Natural-language object grounding data
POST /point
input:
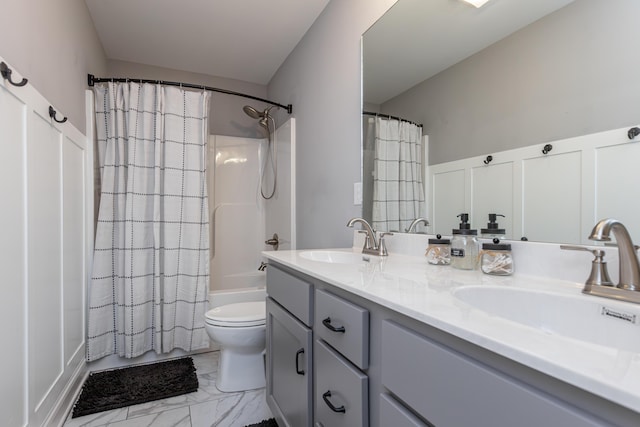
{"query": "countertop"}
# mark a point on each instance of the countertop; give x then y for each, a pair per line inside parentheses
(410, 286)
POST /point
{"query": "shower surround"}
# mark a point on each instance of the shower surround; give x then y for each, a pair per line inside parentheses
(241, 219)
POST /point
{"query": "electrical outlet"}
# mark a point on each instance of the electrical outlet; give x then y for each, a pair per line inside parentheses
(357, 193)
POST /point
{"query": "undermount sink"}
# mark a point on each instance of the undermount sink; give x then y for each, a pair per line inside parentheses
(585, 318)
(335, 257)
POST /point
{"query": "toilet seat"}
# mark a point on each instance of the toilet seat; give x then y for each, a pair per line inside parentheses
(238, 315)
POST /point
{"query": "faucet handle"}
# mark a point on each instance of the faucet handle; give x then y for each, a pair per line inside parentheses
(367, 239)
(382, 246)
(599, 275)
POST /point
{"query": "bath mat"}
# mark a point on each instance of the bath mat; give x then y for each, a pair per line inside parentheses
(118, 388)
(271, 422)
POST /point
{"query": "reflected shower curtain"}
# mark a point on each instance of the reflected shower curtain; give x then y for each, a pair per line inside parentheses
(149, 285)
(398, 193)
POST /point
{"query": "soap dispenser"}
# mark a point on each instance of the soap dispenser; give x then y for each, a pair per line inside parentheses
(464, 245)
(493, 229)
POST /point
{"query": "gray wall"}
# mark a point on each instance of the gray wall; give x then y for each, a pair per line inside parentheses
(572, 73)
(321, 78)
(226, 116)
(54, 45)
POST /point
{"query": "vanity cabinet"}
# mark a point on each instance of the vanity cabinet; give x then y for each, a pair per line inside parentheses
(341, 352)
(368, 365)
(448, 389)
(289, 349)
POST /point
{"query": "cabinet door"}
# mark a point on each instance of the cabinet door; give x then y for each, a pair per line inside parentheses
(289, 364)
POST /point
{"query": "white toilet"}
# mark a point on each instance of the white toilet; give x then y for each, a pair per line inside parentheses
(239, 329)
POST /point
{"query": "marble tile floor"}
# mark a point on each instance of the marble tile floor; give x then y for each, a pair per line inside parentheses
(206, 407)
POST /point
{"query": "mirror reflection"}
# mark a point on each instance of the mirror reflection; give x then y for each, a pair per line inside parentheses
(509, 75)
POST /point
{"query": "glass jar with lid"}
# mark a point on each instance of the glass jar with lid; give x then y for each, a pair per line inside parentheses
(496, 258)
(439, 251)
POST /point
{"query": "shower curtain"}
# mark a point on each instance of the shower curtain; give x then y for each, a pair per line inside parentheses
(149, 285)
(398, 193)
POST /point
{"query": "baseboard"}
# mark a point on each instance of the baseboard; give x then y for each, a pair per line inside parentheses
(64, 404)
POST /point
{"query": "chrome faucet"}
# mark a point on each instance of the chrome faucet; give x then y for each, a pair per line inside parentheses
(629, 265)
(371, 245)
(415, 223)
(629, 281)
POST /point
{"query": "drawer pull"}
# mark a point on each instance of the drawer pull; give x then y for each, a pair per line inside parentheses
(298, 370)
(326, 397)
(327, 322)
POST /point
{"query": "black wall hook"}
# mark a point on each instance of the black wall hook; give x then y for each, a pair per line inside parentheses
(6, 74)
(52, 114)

Exercise brief
Could you reproduce every record above exactly, leaving out any pictures?

The answer
POST /point
input:
{"query": "countertop"}
# mark a point on each instance of the countertop; give x then y for each, a pair per line inside parentheses
(410, 286)
POST /point
{"query": "shower surround"}
# mark a point on each instance of the shower surround; give x then y for each, a pair per line inside parentheses
(241, 219)
POST /point
{"query": "electrical outlet"}
# mark a point on each instance of the electrical outlet; give x then y for each, a pair per line inside parentheses
(357, 193)
POST /point
{"query": "undermount sink"}
# mark a point on each instance of the undermount sink; give x then y for each, a pair per line inside parentheses
(585, 318)
(335, 257)
POST /point
{"query": "toilet seat"}
# mark a point on each instance of the toilet seat; give x then y for each, a pair per line inside parentheses
(238, 315)
POST /point
{"query": "faucet handle"}
# mark a point on each instance of the faucet handle; give x then y for each, a pair per line inside parentheses
(367, 239)
(382, 246)
(599, 275)
POST /point
{"query": "bath mat"}
# mark a point on each instance of the bath mat; give x then y for each, a pair per line inside parentheses
(118, 388)
(271, 422)
POST /point
{"query": "reflected shower curtain"}
# mark a point on each instance of the reflected shower curtain; give x then y for each, a pair per line inside parentheses
(149, 285)
(398, 193)
POST /point
{"query": "soap dispenser"}
# mark a point on each instance of the soap dispenser; give x then y for each, a pair per line inside parentheses
(464, 245)
(493, 229)
POST /point
{"query": "gray wall"}
# mark a point on each instance of the gray wall; give x then y for each, a pair per line inside parentheses
(572, 73)
(321, 78)
(226, 116)
(54, 45)
POST /point
{"query": "vanity cabinet"}
# mark a point on each instance of the vanity cabinet; give x then y for each, a pair per line inside parentheses
(341, 352)
(368, 365)
(448, 389)
(289, 349)
POST /point
{"query": "cabinet door"}
# mark a point on each instance of the cabinet door; give x then y for each, a pair per line inside parentheses
(289, 364)
POST /point
{"query": "white toilet"}
# mark a point on each instance of the white toilet; give x then y for each, a pair per line inside parentheses
(239, 329)
POST /point
{"query": "marble tile floor"}
# mark a point on each instance of the marble tile floor; give x then y for each, a pair per line inside parentheses
(206, 407)
POST /point
{"query": "mirror reflection"}
# mark a point on each instance of the mirror reflection; give x then y for each, a pair per line inside parentheses
(509, 75)
POST /point
{"query": "glass jar with lid"}
# mark a point on each instance of the glass jar with lid; give x then y for each, a pair per line inside parentheses
(496, 258)
(439, 251)
POST /point
{"query": "shower curtain"}
# mark a point on each instance of the shower curtain; give x then y for each, a pair per line inside parentheses
(149, 285)
(398, 193)
POST /point
{"query": "baseboard"}
# mark a point on each instance of the baseboard; give x then y for each, a pair per line inside parentheses
(64, 404)
POST /point
{"query": "chrome faucet"}
# mark a point on each instance of the chrome faucet; give x then y for each, a pair per line inside parentheses
(629, 265)
(371, 245)
(415, 223)
(629, 281)
POST /point
{"query": "drawer pull"}
# mark a point on each instance of the drawer pull; give x then y for each, a pair per line inside parentheses
(298, 370)
(326, 397)
(327, 322)
POST /point
{"query": "black wall hook"}
# mark a point on each instance of the black wall hook; give x then y for each, a pair per line inside parentheses
(6, 74)
(52, 114)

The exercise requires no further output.